* **What you will do**: Go through the data and copy each line where the word "hair" shows up.
Start of Input records
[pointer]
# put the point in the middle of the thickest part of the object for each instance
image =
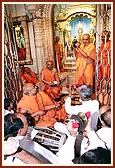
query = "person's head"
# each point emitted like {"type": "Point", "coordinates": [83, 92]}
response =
{"type": "Point", "coordinates": [29, 89]}
{"type": "Point", "coordinates": [41, 86]}
{"type": "Point", "coordinates": [85, 92]}
{"type": "Point", "coordinates": [56, 39]}
{"type": "Point", "coordinates": [25, 122]}
{"type": "Point", "coordinates": [8, 104]}
{"type": "Point", "coordinates": [12, 125]}
{"type": "Point", "coordinates": [86, 39]}
{"type": "Point", "coordinates": [77, 123]}
{"type": "Point", "coordinates": [95, 156]}
{"type": "Point", "coordinates": [49, 64]}
{"type": "Point", "coordinates": [105, 36]}
{"type": "Point", "coordinates": [105, 116]}
{"type": "Point", "coordinates": [27, 70]}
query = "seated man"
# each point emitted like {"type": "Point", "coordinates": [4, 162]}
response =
{"type": "Point", "coordinates": [15, 128]}
{"type": "Point", "coordinates": [50, 106]}
{"type": "Point", "coordinates": [50, 77]}
{"type": "Point", "coordinates": [27, 75]}
{"type": "Point", "coordinates": [85, 93]}
{"type": "Point", "coordinates": [8, 106]}
{"type": "Point", "coordinates": [29, 102]}
{"type": "Point", "coordinates": [102, 137]}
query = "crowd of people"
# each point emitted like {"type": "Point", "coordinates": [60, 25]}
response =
{"type": "Point", "coordinates": [41, 107]}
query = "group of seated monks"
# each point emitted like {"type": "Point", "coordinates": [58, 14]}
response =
{"type": "Point", "coordinates": [39, 96]}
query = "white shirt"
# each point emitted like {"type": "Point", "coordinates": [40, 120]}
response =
{"type": "Point", "coordinates": [97, 139]}
{"type": "Point", "coordinates": [90, 105]}
{"type": "Point", "coordinates": [8, 112]}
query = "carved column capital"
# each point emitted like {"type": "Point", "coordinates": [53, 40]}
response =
{"type": "Point", "coordinates": [34, 11]}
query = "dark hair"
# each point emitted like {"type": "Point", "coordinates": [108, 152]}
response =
{"type": "Point", "coordinates": [95, 156]}
{"type": "Point", "coordinates": [86, 92]}
{"type": "Point", "coordinates": [30, 119]}
{"type": "Point", "coordinates": [106, 117]}
{"type": "Point", "coordinates": [12, 125]}
{"type": "Point", "coordinates": [74, 42]}
{"type": "Point", "coordinates": [7, 102]}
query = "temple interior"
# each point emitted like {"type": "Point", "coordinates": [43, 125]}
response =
{"type": "Point", "coordinates": [34, 28]}
{"type": "Point", "coordinates": [34, 33]}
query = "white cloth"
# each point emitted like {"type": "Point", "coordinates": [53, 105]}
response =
{"type": "Point", "coordinates": [8, 112]}
{"type": "Point", "coordinates": [10, 161]}
{"type": "Point", "coordinates": [90, 105]}
{"type": "Point", "coordinates": [67, 149]}
{"type": "Point", "coordinates": [97, 139]}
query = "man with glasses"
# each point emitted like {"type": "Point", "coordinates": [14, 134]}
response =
{"type": "Point", "coordinates": [29, 103]}
{"type": "Point", "coordinates": [85, 59]}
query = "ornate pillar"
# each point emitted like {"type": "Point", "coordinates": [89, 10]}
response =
{"type": "Point", "coordinates": [26, 37]}
{"type": "Point", "coordinates": [37, 20]}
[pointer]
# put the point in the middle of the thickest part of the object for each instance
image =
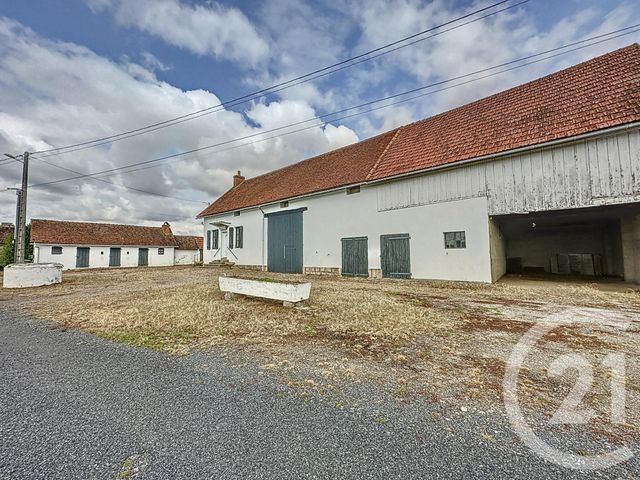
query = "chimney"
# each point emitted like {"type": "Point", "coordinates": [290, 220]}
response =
{"type": "Point", "coordinates": [237, 179]}
{"type": "Point", "coordinates": [166, 229]}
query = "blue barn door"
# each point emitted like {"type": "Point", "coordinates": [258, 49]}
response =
{"type": "Point", "coordinates": [284, 242]}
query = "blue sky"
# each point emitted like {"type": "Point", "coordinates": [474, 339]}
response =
{"type": "Point", "coordinates": [74, 70]}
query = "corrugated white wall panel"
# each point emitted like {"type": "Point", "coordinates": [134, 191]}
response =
{"type": "Point", "coordinates": [590, 172]}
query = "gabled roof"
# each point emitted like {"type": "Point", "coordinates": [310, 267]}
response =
{"type": "Point", "coordinates": [188, 242]}
{"type": "Point", "coordinates": [597, 94]}
{"type": "Point", "coordinates": [345, 166]}
{"type": "Point", "coordinates": [600, 93]}
{"type": "Point", "coordinates": [102, 234]}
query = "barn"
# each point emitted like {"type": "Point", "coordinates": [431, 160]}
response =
{"type": "Point", "coordinates": [542, 178]}
{"type": "Point", "coordinates": [103, 245]}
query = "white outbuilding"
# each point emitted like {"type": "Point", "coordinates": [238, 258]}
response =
{"type": "Point", "coordinates": [103, 245]}
{"type": "Point", "coordinates": [541, 178]}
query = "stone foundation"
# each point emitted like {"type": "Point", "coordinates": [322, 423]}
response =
{"type": "Point", "coordinates": [258, 268]}
{"type": "Point", "coordinates": [322, 270]}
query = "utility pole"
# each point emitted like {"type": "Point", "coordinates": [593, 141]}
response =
{"type": "Point", "coordinates": [16, 228]}
{"type": "Point", "coordinates": [21, 211]}
{"type": "Point", "coordinates": [22, 224]}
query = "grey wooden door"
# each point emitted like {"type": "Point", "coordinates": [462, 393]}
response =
{"type": "Point", "coordinates": [114, 257]}
{"type": "Point", "coordinates": [395, 255]}
{"type": "Point", "coordinates": [355, 257]}
{"type": "Point", "coordinates": [284, 243]}
{"type": "Point", "coordinates": [82, 257]}
{"type": "Point", "coordinates": [143, 257]}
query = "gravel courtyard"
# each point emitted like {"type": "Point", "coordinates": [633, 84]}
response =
{"type": "Point", "coordinates": [388, 351]}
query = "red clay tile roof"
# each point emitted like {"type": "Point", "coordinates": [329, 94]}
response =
{"type": "Point", "coordinates": [5, 230]}
{"type": "Point", "coordinates": [188, 242]}
{"type": "Point", "coordinates": [597, 94]}
{"type": "Point", "coordinates": [345, 166]}
{"type": "Point", "coordinates": [600, 93]}
{"type": "Point", "coordinates": [103, 234]}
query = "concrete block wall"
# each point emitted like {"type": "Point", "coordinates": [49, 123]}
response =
{"type": "Point", "coordinates": [630, 231]}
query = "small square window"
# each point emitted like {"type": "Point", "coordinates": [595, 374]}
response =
{"type": "Point", "coordinates": [455, 240]}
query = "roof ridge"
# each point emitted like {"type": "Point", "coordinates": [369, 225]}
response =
{"type": "Point", "coordinates": [563, 71]}
{"type": "Point", "coordinates": [77, 222]}
{"type": "Point", "coordinates": [291, 165]}
{"type": "Point", "coordinates": [375, 165]}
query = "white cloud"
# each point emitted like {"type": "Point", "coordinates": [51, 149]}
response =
{"type": "Point", "coordinates": [506, 36]}
{"type": "Point", "coordinates": [223, 32]}
{"type": "Point", "coordinates": [62, 93]}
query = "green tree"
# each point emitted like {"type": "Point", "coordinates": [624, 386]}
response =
{"type": "Point", "coordinates": [6, 251]}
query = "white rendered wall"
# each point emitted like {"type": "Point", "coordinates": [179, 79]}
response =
{"type": "Point", "coordinates": [26, 275]}
{"type": "Point", "coordinates": [330, 217]}
{"type": "Point", "coordinates": [99, 256]}
{"type": "Point", "coordinates": [604, 170]}
{"type": "Point", "coordinates": [186, 257]}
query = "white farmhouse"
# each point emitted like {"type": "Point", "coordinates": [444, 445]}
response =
{"type": "Point", "coordinates": [544, 177]}
{"type": "Point", "coordinates": [102, 245]}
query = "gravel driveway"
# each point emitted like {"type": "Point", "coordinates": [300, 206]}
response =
{"type": "Point", "coordinates": [76, 406]}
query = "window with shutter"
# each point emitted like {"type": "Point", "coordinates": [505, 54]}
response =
{"type": "Point", "coordinates": [239, 237]}
{"type": "Point", "coordinates": [455, 240]}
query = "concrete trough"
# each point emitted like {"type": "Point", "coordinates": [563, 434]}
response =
{"type": "Point", "coordinates": [25, 275]}
{"type": "Point", "coordinates": [290, 294]}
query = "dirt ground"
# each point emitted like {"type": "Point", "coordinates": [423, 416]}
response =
{"type": "Point", "coordinates": [417, 340]}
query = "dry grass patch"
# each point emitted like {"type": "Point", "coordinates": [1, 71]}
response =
{"type": "Point", "coordinates": [435, 341]}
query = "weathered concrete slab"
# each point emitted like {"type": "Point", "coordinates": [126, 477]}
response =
{"type": "Point", "coordinates": [289, 293]}
{"type": "Point", "coordinates": [26, 275]}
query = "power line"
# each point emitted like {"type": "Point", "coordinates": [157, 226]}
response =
{"type": "Point", "coordinates": [124, 186]}
{"type": "Point", "coordinates": [599, 39]}
{"type": "Point", "coordinates": [280, 86]}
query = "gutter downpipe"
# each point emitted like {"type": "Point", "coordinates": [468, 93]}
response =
{"type": "Point", "coordinates": [262, 246]}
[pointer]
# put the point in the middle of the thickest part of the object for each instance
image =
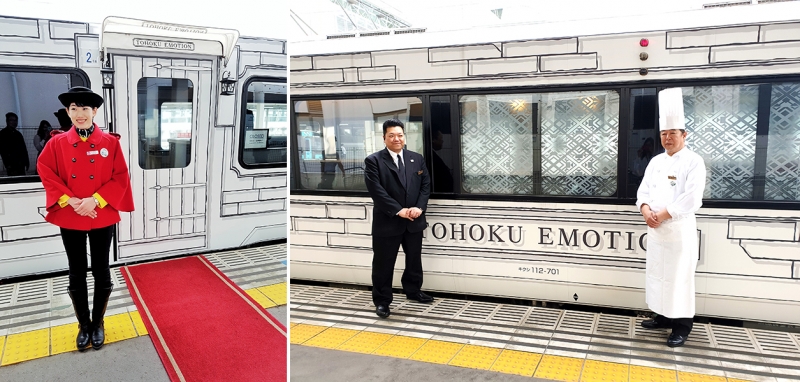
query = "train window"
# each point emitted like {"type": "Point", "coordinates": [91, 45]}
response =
{"type": "Point", "coordinates": [29, 107]}
{"type": "Point", "coordinates": [441, 162]}
{"type": "Point", "coordinates": [334, 137]}
{"type": "Point", "coordinates": [721, 121]}
{"type": "Point", "coordinates": [266, 124]}
{"type": "Point", "coordinates": [165, 113]}
{"type": "Point", "coordinates": [783, 144]}
{"type": "Point", "coordinates": [540, 144]}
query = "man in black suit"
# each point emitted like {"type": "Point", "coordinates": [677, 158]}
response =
{"type": "Point", "coordinates": [399, 185]}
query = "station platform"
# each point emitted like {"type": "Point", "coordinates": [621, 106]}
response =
{"type": "Point", "coordinates": [37, 321]}
{"type": "Point", "coordinates": [544, 343]}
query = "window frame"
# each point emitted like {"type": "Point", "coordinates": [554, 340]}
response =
{"type": "Point", "coordinates": [621, 197]}
{"type": "Point", "coordinates": [161, 127]}
{"type": "Point", "coordinates": [45, 70]}
{"type": "Point", "coordinates": [243, 118]}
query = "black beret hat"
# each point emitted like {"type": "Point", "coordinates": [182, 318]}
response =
{"type": "Point", "coordinates": [81, 95]}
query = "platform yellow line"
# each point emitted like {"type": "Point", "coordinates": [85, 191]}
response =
{"type": "Point", "coordinates": [486, 358]}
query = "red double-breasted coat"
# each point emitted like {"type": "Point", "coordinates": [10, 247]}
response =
{"type": "Point", "coordinates": [72, 167]}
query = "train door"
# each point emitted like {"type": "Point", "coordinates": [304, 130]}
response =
{"type": "Point", "coordinates": [164, 80]}
{"type": "Point", "coordinates": [162, 110]}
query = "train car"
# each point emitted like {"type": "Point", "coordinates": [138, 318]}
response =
{"type": "Point", "coordinates": [536, 137]}
{"type": "Point", "coordinates": [203, 122]}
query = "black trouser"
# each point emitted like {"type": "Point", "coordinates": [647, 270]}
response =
{"type": "Point", "coordinates": [680, 326]}
{"type": "Point", "coordinates": [384, 255]}
{"type": "Point", "coordinates": [99, 246]}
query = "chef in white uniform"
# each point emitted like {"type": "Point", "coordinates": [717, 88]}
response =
{"type": "Point", "coordinates": [669, 195]}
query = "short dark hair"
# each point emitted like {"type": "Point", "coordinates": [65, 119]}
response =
{"type": "Point", "coordinates": [393, 122]}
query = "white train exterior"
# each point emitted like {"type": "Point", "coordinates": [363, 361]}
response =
{"type": "Point", "coordinates": [574, 235]}
{"type": "Point", "coordinates": [182, 98]}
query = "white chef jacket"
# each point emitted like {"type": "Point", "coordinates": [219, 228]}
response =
{"type": "Point", "coordinates": [676, 183]}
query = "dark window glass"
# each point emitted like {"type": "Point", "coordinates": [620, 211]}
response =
End of Input records
* **Written reply**:
query = "dark hair"
query = "short dark hair"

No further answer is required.